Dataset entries
"""

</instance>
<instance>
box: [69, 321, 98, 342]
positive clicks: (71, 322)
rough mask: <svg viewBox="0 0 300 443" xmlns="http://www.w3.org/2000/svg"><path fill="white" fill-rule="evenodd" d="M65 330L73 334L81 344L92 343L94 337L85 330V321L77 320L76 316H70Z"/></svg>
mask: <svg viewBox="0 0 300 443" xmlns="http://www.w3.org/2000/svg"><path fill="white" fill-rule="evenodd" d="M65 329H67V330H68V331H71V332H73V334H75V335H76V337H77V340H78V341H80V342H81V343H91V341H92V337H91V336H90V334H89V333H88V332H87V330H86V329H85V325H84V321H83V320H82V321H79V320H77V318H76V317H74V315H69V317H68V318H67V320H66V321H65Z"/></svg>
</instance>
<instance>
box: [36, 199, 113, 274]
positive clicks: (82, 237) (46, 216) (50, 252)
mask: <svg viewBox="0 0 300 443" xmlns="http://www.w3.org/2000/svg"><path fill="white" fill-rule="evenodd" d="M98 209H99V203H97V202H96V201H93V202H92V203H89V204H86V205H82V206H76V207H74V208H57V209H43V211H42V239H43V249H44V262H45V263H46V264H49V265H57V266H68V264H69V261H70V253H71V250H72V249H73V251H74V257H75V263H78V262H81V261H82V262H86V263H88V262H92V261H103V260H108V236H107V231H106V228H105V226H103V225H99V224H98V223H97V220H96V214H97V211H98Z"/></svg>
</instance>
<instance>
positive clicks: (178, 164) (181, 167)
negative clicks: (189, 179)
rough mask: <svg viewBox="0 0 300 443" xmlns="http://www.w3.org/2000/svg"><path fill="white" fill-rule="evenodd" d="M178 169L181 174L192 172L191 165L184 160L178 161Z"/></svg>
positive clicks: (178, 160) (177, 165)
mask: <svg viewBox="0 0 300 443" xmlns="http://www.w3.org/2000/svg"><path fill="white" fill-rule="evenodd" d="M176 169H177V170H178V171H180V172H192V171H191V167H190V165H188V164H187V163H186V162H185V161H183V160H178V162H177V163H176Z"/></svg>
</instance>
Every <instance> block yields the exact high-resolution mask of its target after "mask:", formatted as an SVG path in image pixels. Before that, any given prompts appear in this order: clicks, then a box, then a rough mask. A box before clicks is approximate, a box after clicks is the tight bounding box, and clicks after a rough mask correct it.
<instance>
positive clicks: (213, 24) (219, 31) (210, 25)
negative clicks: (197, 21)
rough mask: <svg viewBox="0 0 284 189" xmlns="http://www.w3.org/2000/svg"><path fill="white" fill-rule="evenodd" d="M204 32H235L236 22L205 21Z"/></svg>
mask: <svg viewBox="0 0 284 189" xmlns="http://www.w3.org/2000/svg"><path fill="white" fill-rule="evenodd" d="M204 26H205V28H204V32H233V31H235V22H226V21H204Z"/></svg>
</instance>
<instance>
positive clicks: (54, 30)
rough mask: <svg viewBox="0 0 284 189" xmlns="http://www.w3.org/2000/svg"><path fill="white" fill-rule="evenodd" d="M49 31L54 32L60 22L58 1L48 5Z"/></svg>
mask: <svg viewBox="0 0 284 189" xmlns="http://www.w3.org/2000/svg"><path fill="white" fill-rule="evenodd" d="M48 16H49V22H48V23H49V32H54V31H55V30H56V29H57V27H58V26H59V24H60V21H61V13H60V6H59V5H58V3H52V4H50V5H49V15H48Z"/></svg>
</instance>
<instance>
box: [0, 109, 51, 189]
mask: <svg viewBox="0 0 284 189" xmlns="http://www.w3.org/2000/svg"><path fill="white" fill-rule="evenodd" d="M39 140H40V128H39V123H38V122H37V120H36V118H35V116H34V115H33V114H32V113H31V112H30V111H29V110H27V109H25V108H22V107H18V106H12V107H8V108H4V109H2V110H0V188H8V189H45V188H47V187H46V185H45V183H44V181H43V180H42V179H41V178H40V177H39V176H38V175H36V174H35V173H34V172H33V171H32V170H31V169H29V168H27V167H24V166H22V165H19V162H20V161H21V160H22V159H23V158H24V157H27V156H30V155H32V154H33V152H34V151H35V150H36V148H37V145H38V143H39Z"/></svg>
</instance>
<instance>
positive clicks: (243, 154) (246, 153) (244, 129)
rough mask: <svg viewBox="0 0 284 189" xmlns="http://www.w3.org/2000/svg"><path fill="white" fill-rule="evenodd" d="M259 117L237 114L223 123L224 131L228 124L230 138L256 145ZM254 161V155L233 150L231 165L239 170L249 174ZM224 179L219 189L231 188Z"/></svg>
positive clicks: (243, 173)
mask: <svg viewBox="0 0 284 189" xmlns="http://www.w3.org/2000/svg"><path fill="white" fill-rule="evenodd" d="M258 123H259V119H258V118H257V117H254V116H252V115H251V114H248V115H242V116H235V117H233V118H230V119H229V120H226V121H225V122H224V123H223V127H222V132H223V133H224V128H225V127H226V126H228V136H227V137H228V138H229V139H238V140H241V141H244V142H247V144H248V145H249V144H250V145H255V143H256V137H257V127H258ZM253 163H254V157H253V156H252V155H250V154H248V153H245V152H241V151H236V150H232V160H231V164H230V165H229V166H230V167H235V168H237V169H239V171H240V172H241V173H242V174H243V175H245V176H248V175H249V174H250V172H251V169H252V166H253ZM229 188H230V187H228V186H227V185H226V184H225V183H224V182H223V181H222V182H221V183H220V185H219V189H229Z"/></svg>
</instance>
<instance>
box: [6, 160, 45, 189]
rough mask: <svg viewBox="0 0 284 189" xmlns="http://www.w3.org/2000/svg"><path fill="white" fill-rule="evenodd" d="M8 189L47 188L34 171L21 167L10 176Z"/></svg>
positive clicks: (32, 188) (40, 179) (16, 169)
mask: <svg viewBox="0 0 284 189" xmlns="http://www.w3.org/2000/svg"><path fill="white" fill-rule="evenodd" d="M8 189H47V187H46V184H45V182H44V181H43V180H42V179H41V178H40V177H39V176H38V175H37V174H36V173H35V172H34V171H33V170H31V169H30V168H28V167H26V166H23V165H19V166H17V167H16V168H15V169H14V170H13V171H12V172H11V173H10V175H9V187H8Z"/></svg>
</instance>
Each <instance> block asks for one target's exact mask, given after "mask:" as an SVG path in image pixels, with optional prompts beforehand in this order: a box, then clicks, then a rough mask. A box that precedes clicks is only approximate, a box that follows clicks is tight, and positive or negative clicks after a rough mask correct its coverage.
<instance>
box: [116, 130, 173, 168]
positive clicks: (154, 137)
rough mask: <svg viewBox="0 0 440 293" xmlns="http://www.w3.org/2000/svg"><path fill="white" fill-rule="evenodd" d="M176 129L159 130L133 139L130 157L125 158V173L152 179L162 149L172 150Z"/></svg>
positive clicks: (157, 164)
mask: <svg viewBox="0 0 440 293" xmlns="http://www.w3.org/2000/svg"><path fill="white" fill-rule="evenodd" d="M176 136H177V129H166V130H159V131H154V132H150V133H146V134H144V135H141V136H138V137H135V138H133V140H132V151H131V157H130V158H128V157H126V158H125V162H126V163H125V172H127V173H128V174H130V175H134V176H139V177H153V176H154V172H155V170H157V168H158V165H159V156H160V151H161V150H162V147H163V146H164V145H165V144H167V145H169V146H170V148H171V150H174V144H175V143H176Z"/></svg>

"""

▸ To-do item
Rewrite all of the records above, putting "coarse mask" wherever "rough mask" appears and leaving every other part unchanged.

▸ Solution to the exercise
</instance>
<instance>
box: [69, 321, 98, 342]
positive clicks: (71, 322)
coarse mask: <svg viewBox="0 0 300 443" xmlns="http://www.w3.org/2000/svg"><path fill="white" fill-rule="evenodd" d="M65 330L73 334L81 344L92 343L94 337L85 330V321L77 320L76 316H70Z"/></svg>
mask: <svg viewBox="0 0 300 443" xmlns="http://www.w3.org/2000/svg"><path fill="white" fill-rule="evenodd" d="M65 329H67V330H68V331H71V332H73V334H75V335H76V337H77V340H78V341H80V342H81V343H91V341H92V337H91V336H90V334H89V333H88V332H87V330H86V329H85V325H84V321H83V320H82V321H79V320H77V318H76V317H74V315H69V317H68V318H67V320H66V321H65Z"/></svg>
</instance>
<instance>
box: [36, 199, 113, 274]
positive clicks: (82, 237) (46, 216) (50, 252)
mask: <svg viewBox="0 0 300 443" xmlns="http://www.w3.org/2000/svg"><path fill="white" fill-rule="evenodd" d="M98 209H99V203H97V202H96V201H93V202H92V203H89V204H86V205H82V206H76V207H74V208H57V209H43V211H42V239H43V249H44V262H45V263H46V264H49V265H57V266H68V264H69V261H70V253H71V250H72V249H73V251H74V257H75V263H78V262H81V261H82V262H86V263H88V262H92V261H103V260H108V236H107V231H106V228H105V226H103V225H99V224H98V223H97V220H96V214H97V211H98Z"/></svg>
</instance>
<instance>
positive clicks: (178, 164) (181, 167)
negative clicks: (189, 179)
coarse mask: <svg viewBox="0 0 300 443" xmlns="http://www.w3.org/2000/svg"><path fill="white" fill-rule="evenodd" d="M178 169L181 174L192 172L191 165L184 160L178 161Z"/></svg>
positive clicks: (178, 160) (177, 165)
mask: <svg viewBox="0 0 300 443" xmlns="http://www.w3.org/2000/svg"><path fill="white" fill-rule="evenodd" d="M176 169H177V170H178V171H180V172H192V171H191V167H190V165H188V164H187V163H186V162H185V161H183V160H178V162H177V163H176Z"/></svg>
</instance>
Every <instance> block yields the exact high-resolution mask of its target after "mask:", formatted as an SVG path in image pixels. Before that, any given prompts appear in this order: clicks, then a box, then a coarse mask. A box before clicks is approximate, a box after clicks is the tight bounding box, and clicks after a coarse mask correct it.
<instance>
positive clicks: (213, 24) (219, 31) (210, 25)
negative clicks: (197, 21)
coarse mask: <svg viewBox="0 0 284 189" xmlns="http://www.w3.org/2000/svg"><path fill="white" fill-rule="evenodd" d="M204 32H235L236 22L205 21Z"/></svg>
mask: <svg viewBox="0 0 284 189" xmlns="http://www.w3.org/2000/svg"><path fill="white" fill-rule="evenodd" d="M204 26H205V28H204V32H233V31H235V22H226V21H204Z"/></svg>
</instance>
<instance>
positive clicks: (54, 30)
coarse mask: <svg viewBox="0 0 284 189" xmlns="http://www.w3.org/2000/svg"><path fill="white" fill-rule="evenodd" d="M49 31L54 32L60 22L58 1L48 5Z"/></svg>
mask: <svg viewBox="0 0 284 189" xmlns="http://www.w3.org/2000/svg"><path fill="white" fill-rule="evenodd" d="M48 16H49V22H48V23H49V32H54V31H55V30H56V29H57V27H58V26H59V24H60V21H61V13H60V6H59V5H58V3H52V4H50V5H49V15H48Z"/></svg>
</instance>
<instance>
box: [0, 109, 51, 189]
mask: <svg viewBox="0 0 284 189" xmlns="http://www.w3.org/2000/svg"><path fill="white" fill-rule="evenodd" d="M39 140H40V128H39V123H38V122H37V120H36V118H35V116H34V115H33V114H32V113H31V112H30V111H29V110H27V109H25V108H22V107H18V106H12V107H8V108H4V109H2V110H0V188H8V189H45V188H47V187H46V185H45V183H44V181H43V180H42V179H41V178H40V177H39V176H38V175H36V174H35V173H34V172H33V171H32V170H31V169H29V168H27V167H24V166H22V165H19V162H20V161H21V160H22V159H23V158H24V157H27V156H30V155H32V154H33V152H34V151H35V150H36V148H37V145H38V143H39Z"/></svg>
</instance>
<instance>
positive clicks: (243, 154) (246, 153) (244, 129)
coarse mask: <svg viewBox="0 0 284 189" xmlns="http://www.w3.org/2000/svg"><path fill="white" fill-rule="evenodd" d="M259 117L237 114L223 123L224 131L228 124L230 138L256 145ZM254 161V155L233 150L231 165L239 170L249 174ZM224 179L219 189L231 188Z"/></svg>
positive clicks: (243, 173)
mask: <svg viewBox="0 0 284 189" xmlns="http://www.w3.org/2000/svg"><path fill="white" fill-rule="evenodd" d="M258 123H259V119H258V118H257V117H254V116H252V115H251V114H248V115H242V116H235V117H233V118H230V119H229V120H226V121H225V122H224V123H223V127H222V132H223V133H224V128H225V127H226V126H228V136H227V137H228V138H229V139H238V140H241V141H244V142H247V144H248V145H249V144H250V145H255V143H256V137H257V127H258ZM253 163H254V157H253V156H252V155H250V154H248V153H245V152H241V151H236V150H232V160H231V164H230V165H229V166H230V167H235V168H237V169H239V171H240V172H241V173H242V174H243V175H245V176H248V175H249V174H250V172H251V169H252V166H253ZM229 188H230V187H228V186H227V185H226V184H225V183H224V182H223V181H222V182H221V183H220V185H219V189H229Z"/></svg>
</instance>
<instance>
box: [6, 160, 45, 189]
coarse mask: <svg viewBox="0 0 284 189" xmlns="http://www.w3.org/2000/svg"><path fill="white" fill-rule="evenodd" d="M8 189L47 188L34 171L21 167L10 176Z"/></svg>
positive clicks: (32, 188) (40, 179) (16, 169)
mask: <svg viewBox="0 0 284 189" xmlns="http://www.w3.org/2000/svg"><path fill="white" fill-rule="evenodd" d="M8 189H47V187H46V184H45V182H44V181H43V180H42V179H41V178H40V177H39V176H38V175H37V174H36V173H35V172H34V171H33V170H31V169H30V168H28V167H26V166H23V165H19V166H17V167H16V168H15V169H14V170H13V171H12V172H11V173H10V175H9V187H8Z"/></svg>
</instance>
Each <instance> block asks for one target's exact mask, given after "mask:" as an SVG path in image pixels, with optional prompts beforehand in this order: a box, then clicks, then a coarse mask. A box that precedes clicks is only approximate, a box that follows clicks is tight, and positive or negative clicks after a coarse mask correct its coverage.
<instance>
box: [116, 130, 173, 168]
positive clicks: (154, 137)
coarse mask: <svg viewBox="0 0 440 293" xmlns="http://www.w3.org/2000/svg"><path fill="white" fill-rule="evenodd" d="M176 129L159 130L133 139L130 157L125 158V173L152 179L162 149L172 150Z"/></svg>
positive clicks: (157, 164)
mask: <svg viewBox="0 0 440 293" xmlns="http://www.w3.org/2000/svg"><path fill="white" fill-rule="evenodd" d="M176 136H177V129H166V130H159V131H154V132H150V133H146V134H144V135H141V136H138V137H135V138H133V140H132V151H131V157H130V158H128V157H126V158H125V162H126V163H125V172H127V173H128V174H130V175H134V176H139V177H153V176H154V172H155V170H157V168H158V165H159V156H160V151H161V150H162V147H163V146H164V145H165V144H167V145H169V146H170V148H171V150H174V144H175V143H176Z"/></svg>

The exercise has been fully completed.